◆ **EXERCISE BRIEF**: Word for word, restate all of the entries.

GIVEN RECORDS: Begin

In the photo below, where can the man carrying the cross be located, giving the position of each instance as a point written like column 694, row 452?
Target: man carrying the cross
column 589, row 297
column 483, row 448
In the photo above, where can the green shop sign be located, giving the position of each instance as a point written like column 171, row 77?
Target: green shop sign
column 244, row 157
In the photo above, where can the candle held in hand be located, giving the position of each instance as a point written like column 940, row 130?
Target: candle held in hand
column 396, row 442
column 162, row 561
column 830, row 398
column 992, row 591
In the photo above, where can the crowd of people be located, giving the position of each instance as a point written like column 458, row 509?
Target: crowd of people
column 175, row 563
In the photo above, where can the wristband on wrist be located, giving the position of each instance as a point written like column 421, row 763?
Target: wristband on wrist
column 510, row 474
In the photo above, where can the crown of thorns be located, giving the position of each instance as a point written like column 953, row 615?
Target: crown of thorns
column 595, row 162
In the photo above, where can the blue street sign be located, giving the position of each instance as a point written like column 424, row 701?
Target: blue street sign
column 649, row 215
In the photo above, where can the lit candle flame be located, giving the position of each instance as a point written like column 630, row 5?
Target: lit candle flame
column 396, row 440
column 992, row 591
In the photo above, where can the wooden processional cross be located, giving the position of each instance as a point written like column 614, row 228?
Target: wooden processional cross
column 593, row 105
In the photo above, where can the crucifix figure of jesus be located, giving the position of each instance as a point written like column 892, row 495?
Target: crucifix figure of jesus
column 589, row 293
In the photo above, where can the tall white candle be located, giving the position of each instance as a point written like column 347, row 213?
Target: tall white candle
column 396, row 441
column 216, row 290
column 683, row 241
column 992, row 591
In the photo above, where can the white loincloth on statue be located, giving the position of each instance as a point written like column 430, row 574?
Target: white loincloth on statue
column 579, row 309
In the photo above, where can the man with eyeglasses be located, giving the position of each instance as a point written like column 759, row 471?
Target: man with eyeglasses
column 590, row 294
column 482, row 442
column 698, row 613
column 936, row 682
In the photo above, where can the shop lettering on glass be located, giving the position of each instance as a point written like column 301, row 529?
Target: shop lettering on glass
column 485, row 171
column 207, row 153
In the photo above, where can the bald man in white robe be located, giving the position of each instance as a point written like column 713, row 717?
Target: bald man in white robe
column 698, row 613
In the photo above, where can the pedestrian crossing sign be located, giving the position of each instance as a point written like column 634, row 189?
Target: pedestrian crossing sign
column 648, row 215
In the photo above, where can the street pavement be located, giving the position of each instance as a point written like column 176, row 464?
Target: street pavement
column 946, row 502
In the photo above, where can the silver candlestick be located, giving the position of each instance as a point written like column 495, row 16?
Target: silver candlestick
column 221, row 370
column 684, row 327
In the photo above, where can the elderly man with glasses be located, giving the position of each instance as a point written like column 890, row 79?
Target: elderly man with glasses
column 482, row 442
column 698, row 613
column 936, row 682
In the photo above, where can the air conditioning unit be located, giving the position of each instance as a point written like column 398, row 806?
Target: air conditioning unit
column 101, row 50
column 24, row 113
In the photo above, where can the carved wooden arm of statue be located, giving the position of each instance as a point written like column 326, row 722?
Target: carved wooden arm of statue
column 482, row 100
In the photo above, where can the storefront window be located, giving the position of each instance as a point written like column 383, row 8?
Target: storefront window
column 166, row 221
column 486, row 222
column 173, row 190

GIVEN RECORDS: End

◆ **YOUR RESPONSE**:
In the photo below, where can the man carrying the cross be located, giving the position of each instance as a point written like column 694, row 452?
Target: man carrying the cross
column 589, row 297
column 483, row 448
In the photo above, where can the green shop sign be located, giving the position of each instance as a point written like column 171, row 77?
Target: green shop sign
column 244, row 157
In the photo above, where can the candle held in hand be located, giving the position of each instance as a point written like column 940, row 130?
Target: candle held in hand
column 396, row 442
column 162, row 561
column 830, row 398
column 992, row 591
In the photo above, where can the crowd of people be located, giving the position of each instance as a point written like column 458, row 509?
Target: crowd of people
column 175, row 563
In the photo above, where can the wristband on wrist be located, giving the position of each instance as a point written like column 421, row 763?
Target: wristband on wrist
column 510, row 474
In the photo above, where can the crown of thorns be located, giving the position of each instance as a point written like column 953, row 615?
Target: crown of thorns
column 595, row 162
In the photo above, where can the blue street sign be located, giving the position of each instance as a point written like column 424, row 701?
Target: blue street sign
column 649, row 215
In the photo above, where can the lit candle flame be located, giving the position of each instance as a point written like column 630, row 5?
Target: lit candle flame
column 396, row 440
column 992, row 591
In the photo above, where can the wooden processional cross be located, giving the position of each instance as a point written like column 614, row 228?
Target: wooden processional cross
column 593, row 105
In the photo above, where can the crucifix figure of jesus be located, giving the position of each instance as a point written like column 892, row 495?
Target: crucifix figure of jesus
column 589, row 293
In the photo above, where can the tall white candle be located, giving the position of each instance as a point written like column 347, row 213?
Target: tall white candle
column 396, row 441
column 216, row 290
column 683, row 241
column 992, row 591
In the photo above, where can the white loincloth on statue be located, giving the position of each instance as a point written like column 430, row 574?
Target: white loincloth on statue
column 579, row 309
In the photo above, where can the man with eyeglasses be located, giving the position of each instance as a point written like column 759, row 471?
Target: man with eyeglasses
column 590, row 294
column 482, row 442
column 698, row 613
column 936, row 682
In the photo above, where can the shop lettering on glass be located, giving the position of each instance as a point written like column 301, row 529?
Target: shop lettering on glass
column 485, row 171
column 207, row 153
In the photo above, where can the bald man in white robe be located, giving the position of each instance as a point written like column 713, row 717?
Target: bald man in white robe
column 698, row 613
In the photo above, where can the pedestrian crossing sign be located, giving the position of each instance as a point written like column 634, row 189?
Target: pedestrian crossing sign
column 648, row 215
In the photo above, where can the street pavement be located, giving the position of each instance as a point written like column 176, row 464?
Target: street pavement
column 946, row 502
In the photo above, where can the silver candlestick be located, giving the position of each instance as a point written like column 495, row 16?
Target: silver candlestick
column 221, row 370
column 684, row 327
In the photo above, where can the elderly man with glasses be located, giving the position of each instance as a point written like column 890, row 79?
Target: elderly man with glasses
column 482, row 442
column 698, row 613
column 936, row 682
In the photo above, where can the air conditioning unit be located, giving the position of each instance as a point written like column 398, row 806?
Target: air conditioning unit
column 101, row 50
column 24, row 113
In the photo above, where can the carved wooden arm of statue be located, giving the position of each instance as a point written like column 326, row 722?
Target: carved wooden arm of statue
column 482, row 100
In the photo above, where can the storefront window be located, giving the position of each instance as a point written like column 383, row 8?
Target: storefront window
column 166, row 221
column 486, row 222
column 173, row 190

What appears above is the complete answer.